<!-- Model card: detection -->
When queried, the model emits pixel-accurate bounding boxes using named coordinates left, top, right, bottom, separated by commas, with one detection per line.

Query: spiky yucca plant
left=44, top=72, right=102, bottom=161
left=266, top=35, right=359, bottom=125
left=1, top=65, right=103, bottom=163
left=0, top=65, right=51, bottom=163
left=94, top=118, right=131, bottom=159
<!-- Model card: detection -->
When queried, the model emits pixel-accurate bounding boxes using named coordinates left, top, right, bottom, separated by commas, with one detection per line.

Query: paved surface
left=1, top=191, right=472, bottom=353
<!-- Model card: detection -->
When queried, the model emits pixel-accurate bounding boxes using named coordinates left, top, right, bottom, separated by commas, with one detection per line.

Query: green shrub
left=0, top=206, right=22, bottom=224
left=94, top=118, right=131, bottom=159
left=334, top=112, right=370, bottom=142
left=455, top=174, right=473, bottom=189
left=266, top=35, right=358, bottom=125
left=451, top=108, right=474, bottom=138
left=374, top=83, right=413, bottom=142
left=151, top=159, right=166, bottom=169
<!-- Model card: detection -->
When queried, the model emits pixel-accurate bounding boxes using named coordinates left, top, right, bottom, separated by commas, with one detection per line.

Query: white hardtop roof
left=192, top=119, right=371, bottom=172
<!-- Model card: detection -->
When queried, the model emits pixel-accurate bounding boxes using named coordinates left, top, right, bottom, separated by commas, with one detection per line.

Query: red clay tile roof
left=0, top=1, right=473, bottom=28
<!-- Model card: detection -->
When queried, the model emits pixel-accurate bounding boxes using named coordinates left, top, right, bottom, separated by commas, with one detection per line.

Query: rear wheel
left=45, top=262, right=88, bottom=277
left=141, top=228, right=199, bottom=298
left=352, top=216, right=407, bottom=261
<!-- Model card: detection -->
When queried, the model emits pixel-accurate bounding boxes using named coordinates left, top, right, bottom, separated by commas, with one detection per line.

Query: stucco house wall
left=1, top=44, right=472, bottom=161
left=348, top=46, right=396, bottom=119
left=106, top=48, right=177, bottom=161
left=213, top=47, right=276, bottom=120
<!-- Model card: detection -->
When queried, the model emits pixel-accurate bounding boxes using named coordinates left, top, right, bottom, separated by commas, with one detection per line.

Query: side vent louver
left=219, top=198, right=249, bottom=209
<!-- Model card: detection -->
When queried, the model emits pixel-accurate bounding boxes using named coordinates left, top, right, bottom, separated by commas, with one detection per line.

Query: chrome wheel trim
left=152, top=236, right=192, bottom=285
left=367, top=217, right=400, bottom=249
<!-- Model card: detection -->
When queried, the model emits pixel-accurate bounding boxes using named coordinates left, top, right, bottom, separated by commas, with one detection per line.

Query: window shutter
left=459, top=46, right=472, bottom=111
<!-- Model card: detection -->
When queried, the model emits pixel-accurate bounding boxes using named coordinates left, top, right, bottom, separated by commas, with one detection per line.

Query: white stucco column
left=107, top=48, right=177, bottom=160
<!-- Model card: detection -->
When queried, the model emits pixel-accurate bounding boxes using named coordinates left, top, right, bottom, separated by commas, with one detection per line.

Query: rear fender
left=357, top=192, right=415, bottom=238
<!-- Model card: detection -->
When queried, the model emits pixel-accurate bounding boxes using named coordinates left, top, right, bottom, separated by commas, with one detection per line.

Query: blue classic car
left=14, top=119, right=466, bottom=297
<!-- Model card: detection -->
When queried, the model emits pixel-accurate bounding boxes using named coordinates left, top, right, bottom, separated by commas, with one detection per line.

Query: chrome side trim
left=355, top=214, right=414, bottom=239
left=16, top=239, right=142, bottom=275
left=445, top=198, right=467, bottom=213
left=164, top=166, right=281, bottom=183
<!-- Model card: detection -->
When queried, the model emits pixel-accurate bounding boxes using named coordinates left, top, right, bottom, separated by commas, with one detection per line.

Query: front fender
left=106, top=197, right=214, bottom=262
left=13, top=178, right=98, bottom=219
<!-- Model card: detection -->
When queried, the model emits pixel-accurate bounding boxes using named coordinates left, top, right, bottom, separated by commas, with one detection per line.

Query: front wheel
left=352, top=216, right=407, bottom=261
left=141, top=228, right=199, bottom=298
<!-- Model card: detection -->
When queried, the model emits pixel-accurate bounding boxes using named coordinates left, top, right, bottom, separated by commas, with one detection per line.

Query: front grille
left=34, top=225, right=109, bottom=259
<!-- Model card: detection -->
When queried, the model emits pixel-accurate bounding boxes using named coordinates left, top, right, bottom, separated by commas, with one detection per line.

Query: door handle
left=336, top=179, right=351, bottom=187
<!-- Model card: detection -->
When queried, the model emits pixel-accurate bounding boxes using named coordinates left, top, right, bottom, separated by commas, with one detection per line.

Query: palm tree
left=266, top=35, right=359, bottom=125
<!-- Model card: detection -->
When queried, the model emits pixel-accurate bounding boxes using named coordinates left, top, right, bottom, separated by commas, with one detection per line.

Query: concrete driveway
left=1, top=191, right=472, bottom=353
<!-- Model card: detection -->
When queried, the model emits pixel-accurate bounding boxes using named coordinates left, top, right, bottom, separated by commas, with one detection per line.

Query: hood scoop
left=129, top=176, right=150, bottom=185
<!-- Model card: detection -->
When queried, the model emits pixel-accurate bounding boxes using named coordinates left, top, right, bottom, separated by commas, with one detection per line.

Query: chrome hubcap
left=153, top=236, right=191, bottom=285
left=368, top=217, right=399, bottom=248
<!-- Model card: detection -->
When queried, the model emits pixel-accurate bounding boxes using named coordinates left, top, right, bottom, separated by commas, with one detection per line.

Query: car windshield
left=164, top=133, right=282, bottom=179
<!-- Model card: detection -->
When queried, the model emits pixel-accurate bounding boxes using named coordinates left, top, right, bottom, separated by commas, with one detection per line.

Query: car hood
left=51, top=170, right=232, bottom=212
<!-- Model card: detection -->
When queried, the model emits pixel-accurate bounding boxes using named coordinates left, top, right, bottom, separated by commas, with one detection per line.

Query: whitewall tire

_The task_
The full set of entries should appear again, unchanged, line by line.

_Solution to this exercise_
<!-- Model card: detection -->
When queried, the model emits pixel-accurate bounding boxes using named coordinates left, top, right, bottom, separated by commas, with one detection per line.

Query: spiky yucca plant
left=44, top=72, right=102, bottom=161
left=266, top=35, right=359, bottom=125
left=1, top=65, right=103, bottom=163
left=0, top=65, right=51, bottom=163
left=94, top=118, right=131, bottom=159
<!-- Model card: detection -->
When queried, the model emits pixel-accurate bounding boxes using named coordinates left, top, right, bottom, separated by commas, with one detection per line.

Query: paved surface
left=1, top=191, right=472, bottom=353
<!-- Model card: detection -->
When queried, the model emits pixel-accurate bounding boxes using named coordinates left, top, right, bottom, separated by commas, with one detection per line.

Query: green shrub
left=0, top=206, right=22, bottom=224
left=94, top=118, right=131, bottom=159
left=334, top=112, right=370, bottom=142
left=455, top=174, right=473, bottom=189
left=266, top=35, right=358, bottom=125
left=451, top=108, right=474, bottom=138
left=374, top=83, right=413, bottom=142
left=151, top=159, right=166, bottom=169
<!-- Model card: detection -->
When queried, the model emits pixel-accurate bounding boxes using named coordinates left, top, right, bottom, separated by commas, with one detection per line.

Query: white hardtop roof
left=192, top=119, right=371, bottom=172
<!-- Model card: detection -->
When queried, the model emits pixel-accurate bounding boxes using named coordinates left, top, right, bottom, separated by commas, with one detection per line.

Query: red clay tile roof
left=0, top=1, right=473, bottom=28
<!-- Model card: detection -->
When queried, the model emits pixel-accurate bounding boxes using named coordinates left, top, right, bottom, separated by commas, with one detection per line.

Query: rear wheel
left=45, top=262, right=88, bottom=277
left=141, top=228, right=199, bottom=298
left=352, top=216, right=407, bottom=261
<!-- Model card: detection -->
When queried, the model emits pixel-accurate bounding boxes using named coordinates left, top, right, bottom, separated by commas, with one detection per line.

Query: stucco house wall
left=1, top=44, right=472, bottom=161
left=348, top=46, right=396, bottom=119
left=106, top=48, right=177, bottom=161
left=213, top=47, right=276, bottom=120
<!-- Model card: detection -->
When queried, the model emits pixel-accurate bounding boxes using named coordinates left, top, right, bottom, separated by commas, with one detection per line.

Query: side vent louver
left=219, top=198, right=249, bottom=209
<!-- Model card: detection -->
When queried, the model emits pixel-accurate bounding boxes using named coordinates left, top, right, bottom, separated by commas, with one detection per line.

Query: chrome wheel trim
left=152, top=236, right=192, bottom=285
left=367, top=217, right=400, bottom=249
<!-- Model card: detection -->
When queried, the model emits pixel-accurate bounding boxes using named coordinates left, top, right, bottom, separated by commas, with one detection per line.

Query: window shutter
left=459, top=46, right=472, bottom=111
<!-- Model card: detection -->
When queried, the model emits pixel-accurate bounding boxes using named coordinates left, top, right, bottom, separated by commas, with one detection per line.

Query: white stucco column
left=107, top=48, right=177, bottom=160
<!-- Model card: detection -->
When queried, the model emits pixel-accurate bounding boxes using named coordinates left, top, right, bottom, separated by commas, with one detection per line.

Query: rear fender
left=357, top=192, right=415, bottom=238
<!-- Model card: detection -->
When queried, the model emits pixel-accurate bounding boxes using named coordinates left, top, right, bottom, separated by commas, with one detection per line.

Query: blue classic car
left=14, top=119, right=466, bottom=297
<!-- Model card: detection -->
When queried, the model emits pixel-accurate bounding boxes using named coordinates left, top, right, bottom, separated by commas, with one detection per line.

Query: chrome side trim
left=355, top=214, right=414, bottom=239
left=16, top=239, right=142, bottom=275
left=445, top=198, right=467, bottom=213
left=164, top=166, right=281, bottom=183
<!-- Model card: detection -->
When queried, the model emits pixel-accurate bounding boxes using named coordinates left, top, right, bottom, separated by commas, with one detection per line.

Query: front fender
left=106, top=197, right=214, bottom=262
left=13, top=178, right=98, bottom=219
<!-- Model card: detection -->
When queried, the model emits pixel-accurate bounding boxes using named coordinates left, top, right, bottom, separated by commas, with one detection per line.

Query: front wheel
left=352, top=216, right=407, bottom=261
left=141, top=228, right=199, bottom=298
<!-- Model card: detection -->
When queried, the model emits pixel-accurate bounding boxes using named coordinates left, top, right, bottom, separated by commas, with one detection per line.

Query: front grille
left=34, top=225, right=109, bottom=259
<!-- Model card: detection -->
When queried, the model emits pixel-accurate bounding boxes using named coordinates left, top, right, bottom, separated by commas, with one detection per line.

Query: door handle
left=336, top=179, right=351, bottom=187
<!-- Model card: detection -->
When queried, the model emits pixel-accurate bounding boxes using named coordinates left, top, right, bottom, separated by commas, with one detection per line.

Query: palm tree
left=266, top=35, right=359, bottom=125
<!-- Model card: detection -->
When queried, the model emits pixel-accurate bounding boxes using named coordinates left, top, right, bottom, separated by commas, with one detection per line.

Query: concrete driveway
left=1, top=191, right=472, bottom=353
<!-- Model card: detection -->
When queried, the model emits pixel-accurate bounding boxes using named coordinates left, top, right, bottom, separated by commas, with one detection per line.

Query: hood scoop
left=129, top=176, right=150, bottom=185
<!-- Model card: detection -->
When queried, the model emits pixel-accurate bounding boxes using named coordinates left, top, right, bottom, separated by commas, with one detection per line.

Query: chrome hubcap
left=153, top=236, right=191, bottom=285
left=368, top=217, right=399, bottom=248
<!-- Model card: detection -->
When queried, the model emits pixel-accurate bounding boxes using named coordinates left, top, right, bottom, separated by commas, with one detection per line.

Query: car windshield
left=164, top=133, right=282, bottom=179
<!-- Model card: detection -->
When queried, the model emits pixel-accurate bounding boxes using named coordinates left, top, right, bottom, separated by commas, with one detection per line.

Query: car hood
left=51, top=170, right=232, bottom=212
<!-- Model card: detection -->
When queried, the model emits pixel-accurate bounding boxes using named coordinates left, top, right, bottom, separated by commas, with one detection per line.

Query: whitewall tire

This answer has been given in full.